• TASK REQUIREMENTS: Exactly as written, output each of the entries below.

• ENTRIES SHOWN:
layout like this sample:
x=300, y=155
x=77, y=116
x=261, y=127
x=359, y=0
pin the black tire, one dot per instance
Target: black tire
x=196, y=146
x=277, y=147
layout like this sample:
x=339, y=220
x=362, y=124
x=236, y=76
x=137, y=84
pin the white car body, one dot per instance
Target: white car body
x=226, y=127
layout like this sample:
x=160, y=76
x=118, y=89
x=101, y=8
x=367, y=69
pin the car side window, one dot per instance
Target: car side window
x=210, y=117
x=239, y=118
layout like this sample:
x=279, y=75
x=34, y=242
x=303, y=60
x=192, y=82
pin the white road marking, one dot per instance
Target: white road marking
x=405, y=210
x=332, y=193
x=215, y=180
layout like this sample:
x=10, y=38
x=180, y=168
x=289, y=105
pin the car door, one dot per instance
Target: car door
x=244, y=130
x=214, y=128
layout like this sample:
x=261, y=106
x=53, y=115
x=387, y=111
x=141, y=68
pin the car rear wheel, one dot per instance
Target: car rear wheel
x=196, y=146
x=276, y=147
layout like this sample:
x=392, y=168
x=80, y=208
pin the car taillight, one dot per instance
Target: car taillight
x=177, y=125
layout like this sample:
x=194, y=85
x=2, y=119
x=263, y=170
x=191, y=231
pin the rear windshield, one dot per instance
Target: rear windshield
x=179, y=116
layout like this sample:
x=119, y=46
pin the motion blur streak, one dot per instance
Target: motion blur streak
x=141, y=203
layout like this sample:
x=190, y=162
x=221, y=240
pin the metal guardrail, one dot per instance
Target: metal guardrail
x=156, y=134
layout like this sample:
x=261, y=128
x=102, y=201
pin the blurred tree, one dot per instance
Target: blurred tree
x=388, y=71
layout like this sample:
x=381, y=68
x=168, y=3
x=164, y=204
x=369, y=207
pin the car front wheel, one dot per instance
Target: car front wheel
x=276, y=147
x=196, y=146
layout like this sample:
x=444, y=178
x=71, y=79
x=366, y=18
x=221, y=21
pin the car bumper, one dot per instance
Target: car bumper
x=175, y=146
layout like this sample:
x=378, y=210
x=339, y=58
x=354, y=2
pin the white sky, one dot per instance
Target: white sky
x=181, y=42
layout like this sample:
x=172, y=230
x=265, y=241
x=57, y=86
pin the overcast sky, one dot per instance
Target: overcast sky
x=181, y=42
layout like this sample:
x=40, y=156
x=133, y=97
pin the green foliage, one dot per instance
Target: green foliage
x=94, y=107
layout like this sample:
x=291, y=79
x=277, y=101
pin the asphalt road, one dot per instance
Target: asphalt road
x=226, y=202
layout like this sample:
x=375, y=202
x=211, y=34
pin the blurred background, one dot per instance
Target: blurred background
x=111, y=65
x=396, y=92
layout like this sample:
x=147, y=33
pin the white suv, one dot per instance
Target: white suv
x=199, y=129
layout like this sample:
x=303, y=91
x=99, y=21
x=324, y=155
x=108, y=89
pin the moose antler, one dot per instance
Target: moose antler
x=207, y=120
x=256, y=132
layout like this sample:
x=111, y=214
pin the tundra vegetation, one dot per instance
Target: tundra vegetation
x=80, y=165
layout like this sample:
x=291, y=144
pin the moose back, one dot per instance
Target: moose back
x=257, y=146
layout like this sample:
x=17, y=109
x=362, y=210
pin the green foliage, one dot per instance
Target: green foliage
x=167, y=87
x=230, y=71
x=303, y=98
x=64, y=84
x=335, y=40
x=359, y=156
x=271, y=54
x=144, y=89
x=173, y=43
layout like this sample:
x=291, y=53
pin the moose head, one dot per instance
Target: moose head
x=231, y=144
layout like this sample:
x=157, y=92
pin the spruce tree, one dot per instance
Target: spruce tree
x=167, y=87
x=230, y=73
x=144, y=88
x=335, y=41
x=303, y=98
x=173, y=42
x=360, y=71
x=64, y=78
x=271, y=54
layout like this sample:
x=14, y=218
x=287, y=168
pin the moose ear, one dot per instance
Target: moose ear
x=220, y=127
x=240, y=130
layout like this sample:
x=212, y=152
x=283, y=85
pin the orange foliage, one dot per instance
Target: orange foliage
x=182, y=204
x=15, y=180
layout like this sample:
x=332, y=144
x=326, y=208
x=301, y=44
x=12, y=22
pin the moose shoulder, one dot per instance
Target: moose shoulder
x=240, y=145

• SOLUTION BELOW:
layout like this sample:
x=300, y=155
x=77, y=116
x=261, y=127
x=359, y=0
pin the black tire, one dot per instance
Target: black tire
x=196, y=146
x=277, y=147
layout like this sample:
x=339, y=220
x=362, y=124
x=236, y=76
x=137, y=84
pin the white car body, one dot per instance
Target: white car body
x=226, y=127
layout like this sample:
x=160, y=76
x=118, y=89
x=101, y=8
x=367, y=69
pin the car side window, one dot per instance
Target: car side window
x=210, y=117
x=239, y=118
layout like this sample:
x=279, y=75
x=34, y=242
x=303, y=60
x=192, y=82
pin the white road marking, one dot per instance
Target: white road marking
x=405, y=210
x=332, y=193
x=215, y=180
layout like this sample:
x=10, y=38
x=180, y=168
x=289, y=105
pin the car door, one dot per instance
Target: car door
x=244, y=130
x=214, y=128
layout like this sample:
x=261, y=106
x=53, y=115
x=387, y=111
x=141, y=68
pin the car rear wheel, one dot per instance
Target: car rear wheel
x=196, y=146
x=276, y=147
layout like this sample:
x=392, y=168
x=80, y=208
pin the car taillight, one dot per instance
Target: car taillight
x=177, y=125
layout like this sample:
x=194, y=85
x=2, y=119
x=263, y=170
x=191, y=231
pin the rear windshield, one dot per instance
Target: rear windshield
x=179, y=116
layout like this sample:
x=119, y=46
pin the motion blur streak, one dot per instance
Target: motion blur streak
x=141, y=203
layout like this sample:
x=190, y=162
x=221, y=240
pin the metal guardrail, one dot per instance
Target: metal guardrail
x=156, y=134
layout like this sample:
x=261, y=128
x=102, y=201
pin the blurred tree, one dot per instance
Target: blurred tree
x=388, y=71
layout like this sample:
x=381, y=68
x=168, y=3
x=164, y=204
x=369, y=207
pin the car front wheel, one dot per instance
Target: car front wheel
x=276, y=147
x=196, y=146
layout like this sample:
x=444, y=178
x=71, y=79
x=366, y=18
x=221, y=21
pin the car bumper, one dot per instance
Target: car bumper
x=175, y=146
layout like this sample:
x=378, y=210
x=339, y=58
x=354, y=2
pin the white sky, one dot per instance
Target: white sky
x=181, y=42
layout like this sample:
x=172, y=230
x=265, y=241
x=57, y=86
pin the overcast sky, one dot per instance
Target: overcast sky
x=181, y=42
layout like this sample:
x=40, y=156
x=133, y=97
pin the green foliage, one dot per instance
Target: green foliage
x=94, y=107
layout like this sample:
x=291, y=79
x=277, y=101
pin the asphalt road, one dot per instance
Target: asphalt road
x=226, y=202
layout like this sample:
x=375, y=202
x=211, y=34
pin the blurred background, one dot per instance
Target: blurred background
x=111, y=65
x=396, y=92
layout like this sample:
x=147, y=33
pin the white suv, one dot per instance
Target: white suv
x=199, y=129
layout like this sample:
x=303, y=91
x=99, y=21
x=324, y=155
x=108, y=89
pin the moose antler, one dot per instance
Target: moose antler
x=207, y=120
x=256, y=132
layout like this sample:
x=111, y=214
pin the tundra vegetation, one dot per instance
Target: tundra vegetation
x=80, y=165
layout like this sample:
x=291, y=144
pin the moose back, one dot per instance
Target: moose back
x=257, y=146
layout like this sample:
x=17, y=109
x=362, y=210
pin the green foliage, one dot per instance
Target: green foliage
x=167, y=87
x=230, y=71
x=303, y=98
x=64, y=84
x=335, y=40
x=359, y=156
x=271, y=54
x=144, y=89
x=173, y=43
layout like this sample:
x=291, y=53
pin the moose head, one dot per instance
Target: moose head
x=231, y=144
layout like this sample:
x=157, y=92
pin the spruce tree, one dot per instance
Target: spruce tree
x=167, y=87
x=230, y=73
x=144, y=88
x=335, y=41
x=303, y=98
x=173, y=42
x=360, y=71
x=64, y=78
x=271, y=54
layout like this sample:
x=14, y=218
x=287, y=168
pin the moose ear, one dot per instance
Target: moose ear
x=220, y=127
x=240, y=130
layout like this sample:
x=212, y=152
x=283, y=85
pin the orange foliage, one dot per instance
Target: orange foliage
x=182, y=204
x=15, y=180
layout like this sample:
x=332, y=144
x=326, y=208
x=301, y=44
x=12, y=22
pin the moose shoulder, one dot per instance
Target: moose shoulder
x=240, y=145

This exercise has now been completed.